START INFORMATION SHOWN
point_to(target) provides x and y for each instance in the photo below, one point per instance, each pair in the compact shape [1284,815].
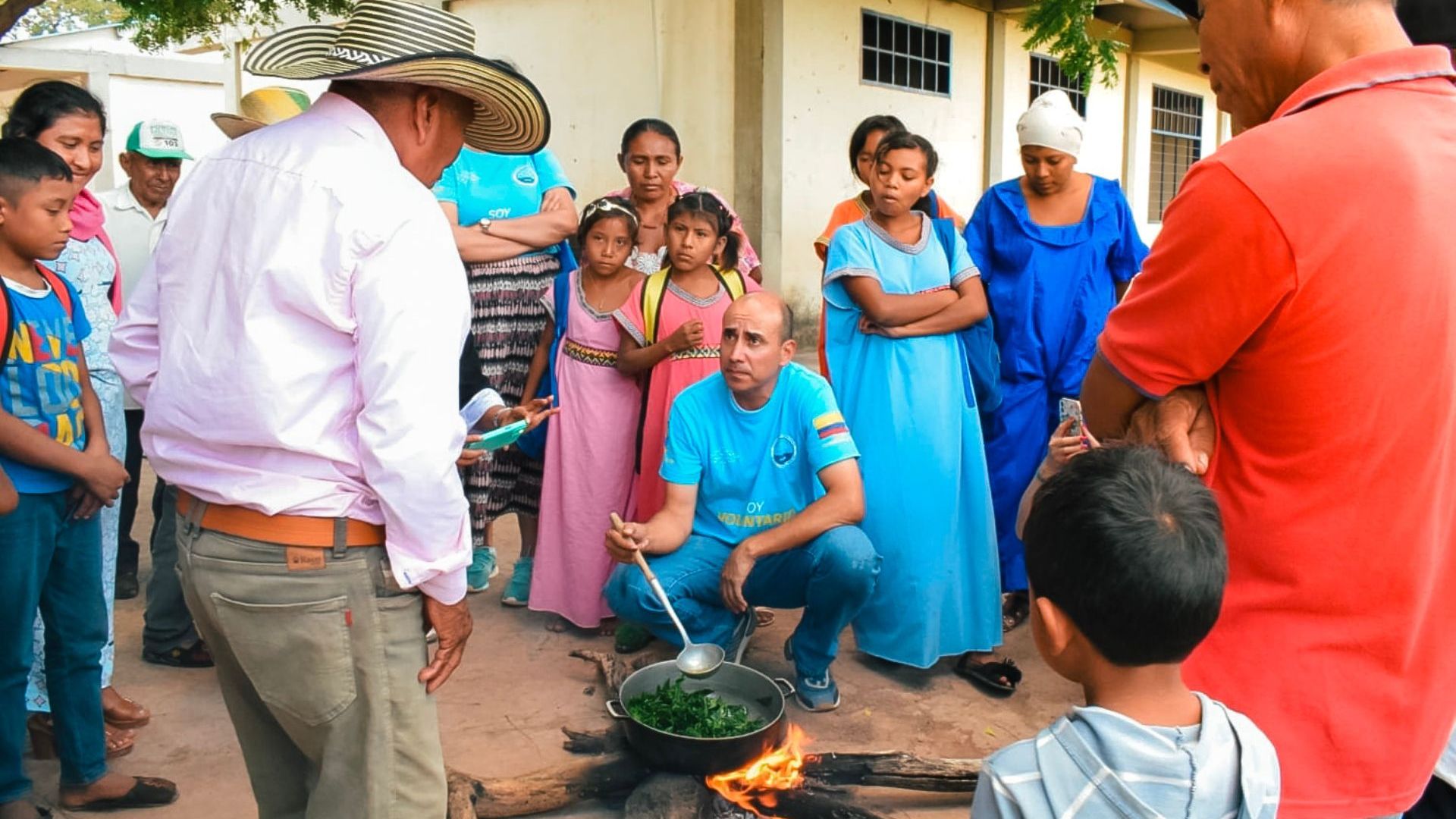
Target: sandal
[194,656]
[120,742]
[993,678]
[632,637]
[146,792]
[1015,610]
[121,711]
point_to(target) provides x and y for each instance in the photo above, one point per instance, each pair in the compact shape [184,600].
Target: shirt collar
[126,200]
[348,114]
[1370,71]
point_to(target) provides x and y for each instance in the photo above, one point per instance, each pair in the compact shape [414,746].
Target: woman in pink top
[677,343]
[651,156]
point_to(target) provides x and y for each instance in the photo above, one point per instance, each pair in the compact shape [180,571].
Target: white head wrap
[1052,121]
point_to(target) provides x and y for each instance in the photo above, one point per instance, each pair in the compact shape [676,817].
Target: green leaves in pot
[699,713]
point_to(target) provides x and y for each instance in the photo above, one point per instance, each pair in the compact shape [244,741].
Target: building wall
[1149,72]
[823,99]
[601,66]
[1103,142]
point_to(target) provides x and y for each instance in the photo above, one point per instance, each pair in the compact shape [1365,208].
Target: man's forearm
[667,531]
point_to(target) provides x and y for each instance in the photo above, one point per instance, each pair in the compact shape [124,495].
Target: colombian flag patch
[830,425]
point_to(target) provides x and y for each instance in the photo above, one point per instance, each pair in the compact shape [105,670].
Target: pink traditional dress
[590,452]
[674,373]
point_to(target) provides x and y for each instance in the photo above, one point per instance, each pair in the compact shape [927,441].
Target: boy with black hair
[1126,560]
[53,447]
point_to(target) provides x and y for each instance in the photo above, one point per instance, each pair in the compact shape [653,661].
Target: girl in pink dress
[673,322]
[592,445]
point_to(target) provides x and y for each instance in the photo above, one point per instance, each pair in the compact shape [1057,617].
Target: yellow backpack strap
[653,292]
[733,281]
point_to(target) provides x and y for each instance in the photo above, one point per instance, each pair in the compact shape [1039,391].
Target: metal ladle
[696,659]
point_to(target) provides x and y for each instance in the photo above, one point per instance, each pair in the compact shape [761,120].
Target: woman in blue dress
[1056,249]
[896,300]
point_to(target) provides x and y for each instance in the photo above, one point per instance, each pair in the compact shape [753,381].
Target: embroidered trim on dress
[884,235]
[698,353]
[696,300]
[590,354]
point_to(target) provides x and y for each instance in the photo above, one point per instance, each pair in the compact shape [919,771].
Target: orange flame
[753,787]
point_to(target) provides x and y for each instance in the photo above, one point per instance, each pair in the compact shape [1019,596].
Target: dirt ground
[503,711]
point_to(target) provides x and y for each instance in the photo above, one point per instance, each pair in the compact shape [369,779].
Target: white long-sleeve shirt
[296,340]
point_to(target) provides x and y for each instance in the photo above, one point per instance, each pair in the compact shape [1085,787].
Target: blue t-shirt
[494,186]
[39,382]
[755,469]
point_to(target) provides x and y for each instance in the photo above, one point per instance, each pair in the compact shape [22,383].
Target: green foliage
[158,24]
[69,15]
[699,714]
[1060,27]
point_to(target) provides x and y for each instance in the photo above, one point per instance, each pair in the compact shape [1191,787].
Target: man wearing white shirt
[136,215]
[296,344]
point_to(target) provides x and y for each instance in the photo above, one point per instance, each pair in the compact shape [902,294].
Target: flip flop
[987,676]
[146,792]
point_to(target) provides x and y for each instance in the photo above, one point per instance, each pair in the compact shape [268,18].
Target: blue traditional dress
END INFORMATION SHOWN
→ THE TASK:
Rewrite the lines starting at the one containing "compact shape [1085,787]." and ending at the last line, swapping "photo" for "image" and changing nothing else.

→ SOLUTION TO THIS EXERCISE:
point_to(target) provides x and y for each instance in the image above, one point per instance, each pair in the compact shape [1085,787].
Target: blue t-shirt
[494,186]
[39,382]
[755,469]
point_to(target) provides x and y for each instance in the image above, one point per instance, each pair in the compact shape [22,383].
Target: green foliage
[158,24]
[69,15]
[699,714]
[1060,27]
point_to(target) provides x and y for each instance in the image above, one point per instance, each pair in the compact shape [1191,787].
Target: man wearing white shirt
[136,215]
[296,344]
point_to(target) provides x and y for each instance in the image above, one point per instance, each pair in the compact shape [902,294].
Target: flip flop
[987,676]
[146,792]
point_to(target) provides x and y for each instance in the image above, one point per instance, each pair in the compact shape [268,18].
Target: blue traditional dress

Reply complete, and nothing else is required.